▶ Exercise goal
Reproduce verbatim the final portion of the material below, from the line containing "Question. For every instance of the player's left" through its last line, and nothing else.

▶ Given information
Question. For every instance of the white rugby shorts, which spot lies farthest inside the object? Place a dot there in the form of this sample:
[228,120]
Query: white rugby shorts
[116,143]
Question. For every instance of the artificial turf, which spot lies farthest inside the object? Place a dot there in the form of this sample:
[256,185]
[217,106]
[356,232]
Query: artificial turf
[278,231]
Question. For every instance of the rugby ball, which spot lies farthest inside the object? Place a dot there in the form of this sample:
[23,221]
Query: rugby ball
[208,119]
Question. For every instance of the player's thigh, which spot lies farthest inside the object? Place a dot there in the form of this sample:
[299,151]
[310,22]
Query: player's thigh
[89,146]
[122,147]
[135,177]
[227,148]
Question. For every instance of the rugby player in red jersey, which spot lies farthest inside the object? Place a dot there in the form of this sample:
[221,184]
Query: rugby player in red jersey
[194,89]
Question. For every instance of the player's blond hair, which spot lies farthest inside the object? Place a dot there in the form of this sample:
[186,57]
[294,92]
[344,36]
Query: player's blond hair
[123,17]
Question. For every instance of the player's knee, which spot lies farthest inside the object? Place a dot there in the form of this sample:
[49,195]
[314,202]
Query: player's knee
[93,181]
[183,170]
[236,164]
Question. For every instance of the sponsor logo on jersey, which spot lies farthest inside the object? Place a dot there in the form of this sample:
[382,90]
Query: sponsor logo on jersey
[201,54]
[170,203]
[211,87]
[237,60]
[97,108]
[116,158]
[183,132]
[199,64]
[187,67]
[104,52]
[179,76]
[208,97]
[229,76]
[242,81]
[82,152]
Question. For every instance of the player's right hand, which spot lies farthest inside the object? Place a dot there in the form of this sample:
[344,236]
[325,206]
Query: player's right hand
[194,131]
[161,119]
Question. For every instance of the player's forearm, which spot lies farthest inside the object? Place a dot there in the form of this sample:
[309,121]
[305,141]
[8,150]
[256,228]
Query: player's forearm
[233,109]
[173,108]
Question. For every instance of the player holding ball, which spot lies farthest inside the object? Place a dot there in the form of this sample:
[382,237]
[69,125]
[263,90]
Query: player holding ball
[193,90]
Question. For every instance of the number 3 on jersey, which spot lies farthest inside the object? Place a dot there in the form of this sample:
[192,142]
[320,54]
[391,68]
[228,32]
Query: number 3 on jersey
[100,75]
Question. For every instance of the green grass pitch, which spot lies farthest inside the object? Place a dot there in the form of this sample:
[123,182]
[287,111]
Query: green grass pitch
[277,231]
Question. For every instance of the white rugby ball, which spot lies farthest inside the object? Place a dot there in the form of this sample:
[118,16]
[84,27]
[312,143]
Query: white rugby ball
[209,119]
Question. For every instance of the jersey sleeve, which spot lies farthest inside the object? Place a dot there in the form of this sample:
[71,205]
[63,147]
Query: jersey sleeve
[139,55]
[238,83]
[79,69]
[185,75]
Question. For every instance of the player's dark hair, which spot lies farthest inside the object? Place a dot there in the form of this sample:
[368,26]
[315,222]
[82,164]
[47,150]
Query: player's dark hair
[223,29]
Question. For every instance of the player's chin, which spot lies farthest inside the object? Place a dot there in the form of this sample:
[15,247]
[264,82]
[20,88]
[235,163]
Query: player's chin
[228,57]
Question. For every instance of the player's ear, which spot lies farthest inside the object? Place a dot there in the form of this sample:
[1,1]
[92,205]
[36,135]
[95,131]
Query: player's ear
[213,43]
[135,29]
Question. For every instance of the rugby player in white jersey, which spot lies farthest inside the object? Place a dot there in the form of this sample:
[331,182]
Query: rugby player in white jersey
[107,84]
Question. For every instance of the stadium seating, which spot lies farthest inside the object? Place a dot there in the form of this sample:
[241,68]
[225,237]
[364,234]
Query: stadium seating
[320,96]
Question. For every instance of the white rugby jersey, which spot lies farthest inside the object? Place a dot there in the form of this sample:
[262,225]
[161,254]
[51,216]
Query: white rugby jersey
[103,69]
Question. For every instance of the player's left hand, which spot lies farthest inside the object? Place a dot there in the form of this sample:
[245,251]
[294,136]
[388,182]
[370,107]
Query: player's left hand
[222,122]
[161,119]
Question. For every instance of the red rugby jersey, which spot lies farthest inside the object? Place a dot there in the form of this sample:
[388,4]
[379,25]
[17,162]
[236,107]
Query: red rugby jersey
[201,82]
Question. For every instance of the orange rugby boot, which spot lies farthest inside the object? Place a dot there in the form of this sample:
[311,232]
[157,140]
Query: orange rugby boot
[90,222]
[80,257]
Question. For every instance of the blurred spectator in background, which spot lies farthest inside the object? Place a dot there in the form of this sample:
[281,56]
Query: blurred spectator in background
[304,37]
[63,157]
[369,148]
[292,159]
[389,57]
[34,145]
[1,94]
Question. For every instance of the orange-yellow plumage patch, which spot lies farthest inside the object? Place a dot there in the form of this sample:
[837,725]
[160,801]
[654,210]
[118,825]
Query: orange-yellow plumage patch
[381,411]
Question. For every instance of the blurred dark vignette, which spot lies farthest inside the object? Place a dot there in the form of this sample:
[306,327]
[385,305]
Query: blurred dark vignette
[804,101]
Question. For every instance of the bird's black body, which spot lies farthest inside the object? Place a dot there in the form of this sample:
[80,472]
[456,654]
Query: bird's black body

▶ Task solution
Question. For every instance of the player's left hand, which spot lies farthest inside the object? Place a dot there in the form of this sample:
[245,251]
[294,136]
[388,182]
[370,107]
Query: player's left hand
[222,122]
[161,119]
Question. For every instance of the red rugby jersey, which spot lies farthest inside the object? Place a dot there in the form of this sample:
[388,4]
[379,25]
[17,162]
[236,107]
Query: red rugby jersey
[201,82]
Question. For every instance of the orange rugby boot, which spot lies farthest inside the object? Place a dot there in the form of this sample:
[311,232]
[157,140]
Query: orange rugby boot
[90,222]
[80,257]
Question. For every instance of the blurred spectator in background, which spot lies farthest inside the object? Place a dot there in the form of this sample:
[281,56]
Query: blurred spectator in background
[304,37]
[63,157]
[369,148]
[292,159]
[389,57]
[34,145]
[1,94]
Question. For every instance of the orange-yellow plumage patch, which spot lies farthest inside the object? Place a dot there in the form of this sample:
[837,725]
[160,801]
[654,210]
[118,825]
Query: orange-yellow plumage patch
[381,411]
Question. For every instance of the blurred dark vignette, which spot lies farthest inside the object? Place a dot there in the form of this sample:
[306,327]
[385,305]
Query: blurred dark vignette
[804,101]
Question. For every instance of the bird's black body, which spot lies farthest inside the object? Place a dot there in the form of this sample:
[80,472]
[456,654]
Query: bird's black body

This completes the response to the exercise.